Task: Please reproduce the lines of the items word for word, beginning with the line that contains "Query: house" and running through the end of the items.

Listed entries:
- - - - -
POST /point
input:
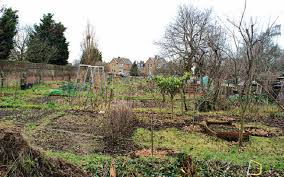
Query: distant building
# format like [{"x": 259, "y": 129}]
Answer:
[
  {"x": 140, "y": 66},
  {"x": 155, "y": 65},
  {"x": 119, "y": 66}
]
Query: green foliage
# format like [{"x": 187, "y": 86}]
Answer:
[
  {"x": 56, "y": 92},
  {"x": 8, "y": 24},
  {"x": 40, "y": 51},
  {"x": 134, "y": 69},
  {"x": 48, "y": 40},
  {"x": 267, "y": 151}
]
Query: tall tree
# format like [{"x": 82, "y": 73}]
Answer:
[
  {"x": 91, "y": 54},
  {"x": 8, "y": 29},
  {"x": 185, "y": 37},
  {"x": 134, "y": 69},
  {"x": 49, "y": 34},
  {"x": 18, "y": 53}
]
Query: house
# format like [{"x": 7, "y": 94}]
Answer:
[
  {"x": 155, "y": 65},
  {"x": 140, "y": 66},
  {"x": 119, "y": 66}
]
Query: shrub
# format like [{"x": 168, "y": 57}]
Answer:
[{"x": 119, "y": 123}]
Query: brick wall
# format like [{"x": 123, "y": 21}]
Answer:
[{"x": 11, "y": 72}]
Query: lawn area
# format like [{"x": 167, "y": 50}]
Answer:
[{"x": 75, "y": 127}]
- - - - -
Solution:
Query: house
# format like [{"x": 7, "y": 94}]
Answer:
[
  {"x": 155, "y": 65},
  {"x": 140, "y": 66},
  {"x": 119, "y": 66}
]
Query: shrub
# format like [{"x": 168, "y": 57}]
Answer:
[{"x": 119, "y": 123}]
Query: brick wall
# format like [{"x": 123, "y": 21}]
Answer:
[{"x": 11, "y": 72}]
Query: lawn area
# format like [{"x": 167, "y": 50}]
Answer:
[{"x": 75, "y": 127}]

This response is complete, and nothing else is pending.